Document:

※

CVM's JIT: Another BIG Picture
In my last few entries, I've been talking about a bug I'm currently fixing. One of the reason I haven't been updating daily is because said bug is taking a lot more of my time than expected. There is always more to the picture than meets the eye. Anyway, in my last entry, I briefly discussed the internals of the CVM (phoneME Advanced VM)'s JIT (officially, the dynamic adaptive compiler). Since the bug that I need to fix involved adding functionality to the JIT, we need to know in greater detail how the JIT works (or at least be able to know our way around the code). So today, we'll leave the bug fix alone for a while, and talk about the JIT's BIG Picture ...
Click on the map to get a popup window with a 1024 x 768 res bitmap of the map (if you want to view it in a separate window). Or click here to view the map in a PDF file. I highly recommend using the PDF if you plan to do a printout of the map.
And here's how to read the map ...
Start at the Beginning!
First of all, take a step back and notice the color scheme. Ignoring the purple blocks for now, there are essentially 5 column blocks in the picture going from left to right: 3 blue-ish columns, and 2 yellow (and orange and red) -ish columns sandwiched between them.
The blue columns represent data items, and the yellow columns represent the JIT code. Note the big fat arrows that chain these columns together. The fat arrows shows the JIT compilation process in action.
On the far left column, we start with the method bytecodes of a method that we want to compile. The bytecodes are passed into the 2nd column, the JIT front-end. The JIT front-end generates an intermediate representation (IR) of the method. Next, the IR is passed to the JIT back-end, which generates the machine code we see in the 5th column. In summary:
bytecode -> JIT Front-End -> IR -> JIT Back-End -> machine code
To Compile, or Not to Compile
But before a JIT compiles a method, it must first determine if the method is hot i.e. worthy of being compiled. This hotness is determined by the JIT Compilation Policy. CVM's compilation policy is counter based. Each method is assigned a counter (see invokeCostX in CVMMethodBlock in classes.h). The X suffix in the field name of invokeCostX means that this field should not be accessed directly. There should be an accessor macro or function provided for accessing it. In this case, the accessors are CVMmbInvokeCostSet() and CVMmbInvokeCost() (also defined in the same file). This is a common convention you will see used in many of CVM's data structures.
At initialization time, the method counter is set to a value called the cost limit (aka the climit). This value represents the "maximum" cost that the VM is willing to spend on interpreting this method. Each time we enter the method, we decrement the counter (i.e. the allowable invoke cost) by the interpretation cost (aka the icost). Each time the method does a backwards branch, the counter is decremented by the branch cost (aka the bcost). Each time the method invokes a compiled method or is invoked by a compiled method, the counter is decremented by the ccost (... ummm ... the compiled-to-interpreter-crossing cost?).

※

Data listing:
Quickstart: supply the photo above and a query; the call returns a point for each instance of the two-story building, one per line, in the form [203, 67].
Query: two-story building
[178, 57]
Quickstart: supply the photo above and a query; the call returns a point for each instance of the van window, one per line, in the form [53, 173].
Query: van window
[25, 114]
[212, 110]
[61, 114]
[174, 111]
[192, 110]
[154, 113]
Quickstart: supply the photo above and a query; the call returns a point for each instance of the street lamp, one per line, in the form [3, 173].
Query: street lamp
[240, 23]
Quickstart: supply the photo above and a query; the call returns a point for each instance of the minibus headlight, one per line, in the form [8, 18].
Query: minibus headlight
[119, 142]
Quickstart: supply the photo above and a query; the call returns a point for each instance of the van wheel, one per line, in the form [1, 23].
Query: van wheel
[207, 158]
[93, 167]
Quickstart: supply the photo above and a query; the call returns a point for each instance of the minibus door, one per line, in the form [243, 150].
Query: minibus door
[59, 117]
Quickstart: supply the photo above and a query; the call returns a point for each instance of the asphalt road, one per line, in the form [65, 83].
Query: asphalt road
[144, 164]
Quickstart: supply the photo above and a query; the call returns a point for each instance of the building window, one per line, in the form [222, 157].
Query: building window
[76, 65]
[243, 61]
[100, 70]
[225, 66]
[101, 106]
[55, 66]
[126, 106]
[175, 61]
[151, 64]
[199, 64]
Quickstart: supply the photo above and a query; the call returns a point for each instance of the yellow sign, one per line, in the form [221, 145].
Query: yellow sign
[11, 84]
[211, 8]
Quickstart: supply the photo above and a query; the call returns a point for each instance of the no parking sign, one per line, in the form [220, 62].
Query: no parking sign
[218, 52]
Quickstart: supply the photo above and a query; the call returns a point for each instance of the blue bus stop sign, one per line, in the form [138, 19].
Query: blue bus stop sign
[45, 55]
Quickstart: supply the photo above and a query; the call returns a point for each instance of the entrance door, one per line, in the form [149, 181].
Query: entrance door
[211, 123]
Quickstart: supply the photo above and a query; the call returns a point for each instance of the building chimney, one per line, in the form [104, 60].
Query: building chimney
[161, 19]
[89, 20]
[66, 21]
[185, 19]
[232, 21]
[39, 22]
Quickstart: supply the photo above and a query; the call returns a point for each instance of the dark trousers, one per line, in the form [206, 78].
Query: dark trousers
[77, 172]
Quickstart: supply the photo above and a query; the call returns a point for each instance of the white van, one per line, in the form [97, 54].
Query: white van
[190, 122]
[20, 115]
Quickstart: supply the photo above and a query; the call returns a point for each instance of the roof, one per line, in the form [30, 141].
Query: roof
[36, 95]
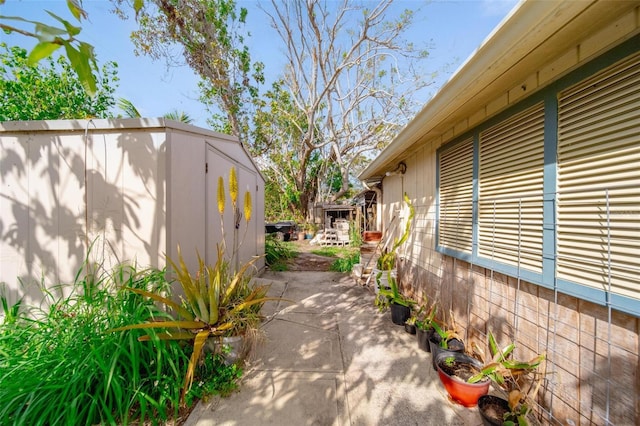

※

Exercises to complete:
1. List, in order, the five stages in the one-line summary of the JIT compilation process given in the article on CVM's JIT.
2. Decide whether each statement agrees with the article on CVM's JIT. Answer yes or no, and quote the words of the article that settle it.
(a) CVM decides which methods to compile using a counter-based policy.
(b) In the map, the yellow columns represent data items.
(c) A backwards branch decrements the method counter by the interpretation cost.
3. Continue the article on CVM's JIT, starting after its last sentence.
The data listing comes from a separate source, not from the article on CVM's JIT.

Answers:
1.
1. bytecode
2. JIT Front-End
3. IR
4. JIT Back-End
5. machine code

2.
(a) Yes: "CVM's compilation policy is counter based."
(b) No: "The blue columns represent data items, and the yellow columns represent the JIT code."
(c) No: "Each time the method does a backwards branch, the counter is decremented by the branch cost (aka the bcost)."

3.
Note: these values can be set at the CVM command line using -Xjit:climit=<value>,icost=<value>,ccost=<value>,bcost=<value>.
The values can be specified together or individually, each delimited by a ','. Legal values are in the range from 0 to 65535. To give you an idea of realistic values that work well, the current defaults (as of this writing) are climit 20000, icost 20, ccost 50, bcost 4. The defaults are defined in jit_common.h.
Before a method gets hot (i.e. the counter hasn't reached 0 yet), it is executed by the interpreter. While doing this execution, the interpreter takes care of decrementing the counter and checking to see if it has reached 0. When the counter reaches 0, the interpreter will tell the JIT to compile the method. Look in executejava_standard.c and jit_common.c here for the interpreter loop and some JIT helper functions called by the interpreter.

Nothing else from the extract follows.